_EXERCISE_. Report back every line of the entries that contains "target", exactly as written.
EXTRACTED RECORDS START
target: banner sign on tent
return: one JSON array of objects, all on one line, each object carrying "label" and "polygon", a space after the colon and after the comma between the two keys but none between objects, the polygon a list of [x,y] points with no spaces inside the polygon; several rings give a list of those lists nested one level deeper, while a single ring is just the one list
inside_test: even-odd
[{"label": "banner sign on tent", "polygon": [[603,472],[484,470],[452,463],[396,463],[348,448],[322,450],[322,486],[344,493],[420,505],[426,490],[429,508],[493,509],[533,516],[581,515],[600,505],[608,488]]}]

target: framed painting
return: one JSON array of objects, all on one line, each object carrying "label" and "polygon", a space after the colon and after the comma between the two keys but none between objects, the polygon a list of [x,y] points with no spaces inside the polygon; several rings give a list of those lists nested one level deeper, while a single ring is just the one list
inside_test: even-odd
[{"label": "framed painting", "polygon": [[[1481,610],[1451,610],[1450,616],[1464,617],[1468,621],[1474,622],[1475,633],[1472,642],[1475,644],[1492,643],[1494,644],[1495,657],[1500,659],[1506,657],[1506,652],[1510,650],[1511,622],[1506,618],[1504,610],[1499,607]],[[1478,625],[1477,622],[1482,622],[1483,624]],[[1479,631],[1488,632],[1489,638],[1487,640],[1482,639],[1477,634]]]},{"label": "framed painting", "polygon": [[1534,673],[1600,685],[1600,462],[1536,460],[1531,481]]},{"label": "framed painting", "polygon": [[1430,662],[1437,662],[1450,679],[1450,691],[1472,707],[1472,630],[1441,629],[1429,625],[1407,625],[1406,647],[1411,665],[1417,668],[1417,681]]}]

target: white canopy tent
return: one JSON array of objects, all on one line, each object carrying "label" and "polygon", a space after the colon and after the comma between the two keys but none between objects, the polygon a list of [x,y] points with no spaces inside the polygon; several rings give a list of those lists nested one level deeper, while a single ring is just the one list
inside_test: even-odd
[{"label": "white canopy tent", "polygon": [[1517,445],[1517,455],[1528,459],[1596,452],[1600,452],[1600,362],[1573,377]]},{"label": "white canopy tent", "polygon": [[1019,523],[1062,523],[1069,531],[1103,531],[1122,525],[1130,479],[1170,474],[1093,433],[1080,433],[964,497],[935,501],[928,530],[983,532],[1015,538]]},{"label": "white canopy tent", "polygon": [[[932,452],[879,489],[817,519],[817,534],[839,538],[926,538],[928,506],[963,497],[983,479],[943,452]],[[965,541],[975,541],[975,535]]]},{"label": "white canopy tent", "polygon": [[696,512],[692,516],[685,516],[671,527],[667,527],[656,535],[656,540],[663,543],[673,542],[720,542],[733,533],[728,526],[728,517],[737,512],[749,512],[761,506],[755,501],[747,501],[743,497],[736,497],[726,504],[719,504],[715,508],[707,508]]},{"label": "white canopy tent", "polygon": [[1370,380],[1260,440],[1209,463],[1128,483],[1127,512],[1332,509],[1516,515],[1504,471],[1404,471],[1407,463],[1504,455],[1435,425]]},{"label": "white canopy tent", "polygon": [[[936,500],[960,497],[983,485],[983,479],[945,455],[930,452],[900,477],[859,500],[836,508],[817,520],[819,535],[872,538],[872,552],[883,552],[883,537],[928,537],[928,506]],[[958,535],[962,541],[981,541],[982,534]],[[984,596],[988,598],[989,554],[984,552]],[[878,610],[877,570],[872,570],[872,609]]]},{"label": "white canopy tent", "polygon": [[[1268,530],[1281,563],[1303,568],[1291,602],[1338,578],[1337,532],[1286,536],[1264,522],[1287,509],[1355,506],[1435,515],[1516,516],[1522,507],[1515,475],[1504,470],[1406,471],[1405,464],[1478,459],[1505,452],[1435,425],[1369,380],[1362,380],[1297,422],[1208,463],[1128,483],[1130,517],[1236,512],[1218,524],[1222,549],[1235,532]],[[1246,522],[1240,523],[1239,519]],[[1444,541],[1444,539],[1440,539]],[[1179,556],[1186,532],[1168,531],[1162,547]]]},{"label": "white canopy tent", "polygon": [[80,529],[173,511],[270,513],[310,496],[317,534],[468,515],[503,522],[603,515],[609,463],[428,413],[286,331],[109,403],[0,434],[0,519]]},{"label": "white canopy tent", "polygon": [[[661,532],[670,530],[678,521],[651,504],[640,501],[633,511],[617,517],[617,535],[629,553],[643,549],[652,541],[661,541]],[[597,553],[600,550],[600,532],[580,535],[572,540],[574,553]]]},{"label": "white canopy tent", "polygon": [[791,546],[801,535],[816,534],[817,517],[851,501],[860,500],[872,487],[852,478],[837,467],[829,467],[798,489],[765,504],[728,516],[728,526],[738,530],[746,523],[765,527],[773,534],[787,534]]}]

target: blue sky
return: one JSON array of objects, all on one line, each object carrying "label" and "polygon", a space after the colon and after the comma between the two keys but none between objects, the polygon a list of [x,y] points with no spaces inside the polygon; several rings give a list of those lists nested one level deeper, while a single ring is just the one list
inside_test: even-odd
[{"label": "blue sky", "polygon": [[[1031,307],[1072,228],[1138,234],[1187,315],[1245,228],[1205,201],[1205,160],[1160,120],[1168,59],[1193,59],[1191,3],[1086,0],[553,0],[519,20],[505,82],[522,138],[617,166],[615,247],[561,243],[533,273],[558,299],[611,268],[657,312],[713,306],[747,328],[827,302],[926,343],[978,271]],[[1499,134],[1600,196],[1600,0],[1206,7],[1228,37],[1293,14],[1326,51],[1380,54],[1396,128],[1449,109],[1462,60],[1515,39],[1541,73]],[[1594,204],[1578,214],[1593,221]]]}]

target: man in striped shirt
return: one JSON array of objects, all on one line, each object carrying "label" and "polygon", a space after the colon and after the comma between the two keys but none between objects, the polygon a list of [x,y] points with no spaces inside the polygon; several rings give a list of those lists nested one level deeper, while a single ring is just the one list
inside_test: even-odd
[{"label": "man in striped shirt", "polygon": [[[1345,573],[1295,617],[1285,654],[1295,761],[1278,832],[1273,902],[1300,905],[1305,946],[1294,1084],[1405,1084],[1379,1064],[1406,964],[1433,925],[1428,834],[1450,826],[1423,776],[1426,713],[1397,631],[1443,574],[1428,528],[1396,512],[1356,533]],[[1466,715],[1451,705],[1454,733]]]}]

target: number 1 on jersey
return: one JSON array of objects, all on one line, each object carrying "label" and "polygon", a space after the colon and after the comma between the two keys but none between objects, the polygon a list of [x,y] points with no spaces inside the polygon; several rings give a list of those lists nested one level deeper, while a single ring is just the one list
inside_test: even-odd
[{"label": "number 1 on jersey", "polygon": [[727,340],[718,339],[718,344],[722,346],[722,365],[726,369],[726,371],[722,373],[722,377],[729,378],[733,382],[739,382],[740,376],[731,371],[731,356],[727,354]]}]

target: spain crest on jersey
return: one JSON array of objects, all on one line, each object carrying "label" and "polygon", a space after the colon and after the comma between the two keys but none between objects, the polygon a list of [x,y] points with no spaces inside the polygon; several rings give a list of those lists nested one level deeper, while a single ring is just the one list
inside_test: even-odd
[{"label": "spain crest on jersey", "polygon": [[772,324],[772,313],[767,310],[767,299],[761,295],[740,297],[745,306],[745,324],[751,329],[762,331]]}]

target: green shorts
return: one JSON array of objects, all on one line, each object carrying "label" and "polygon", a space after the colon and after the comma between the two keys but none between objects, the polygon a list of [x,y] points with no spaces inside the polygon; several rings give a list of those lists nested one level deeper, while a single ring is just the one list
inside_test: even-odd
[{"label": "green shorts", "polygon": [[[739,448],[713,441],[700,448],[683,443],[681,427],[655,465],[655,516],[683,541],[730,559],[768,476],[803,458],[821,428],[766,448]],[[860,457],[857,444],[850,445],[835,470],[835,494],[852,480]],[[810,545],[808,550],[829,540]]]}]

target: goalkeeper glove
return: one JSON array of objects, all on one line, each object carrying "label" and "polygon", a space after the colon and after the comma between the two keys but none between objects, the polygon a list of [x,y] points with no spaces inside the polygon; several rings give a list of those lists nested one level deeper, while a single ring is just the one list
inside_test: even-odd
EXTRACTED RECORDS END
_WRITTEN ANSWER_.
target: banner sign on tent
target: framed painting
target: white canopy tent
target: blue sky
target: man in striped shirt
target: number 1 on jersey
target: spain crest on jersey
target: green shorts
target: goalkeeper glove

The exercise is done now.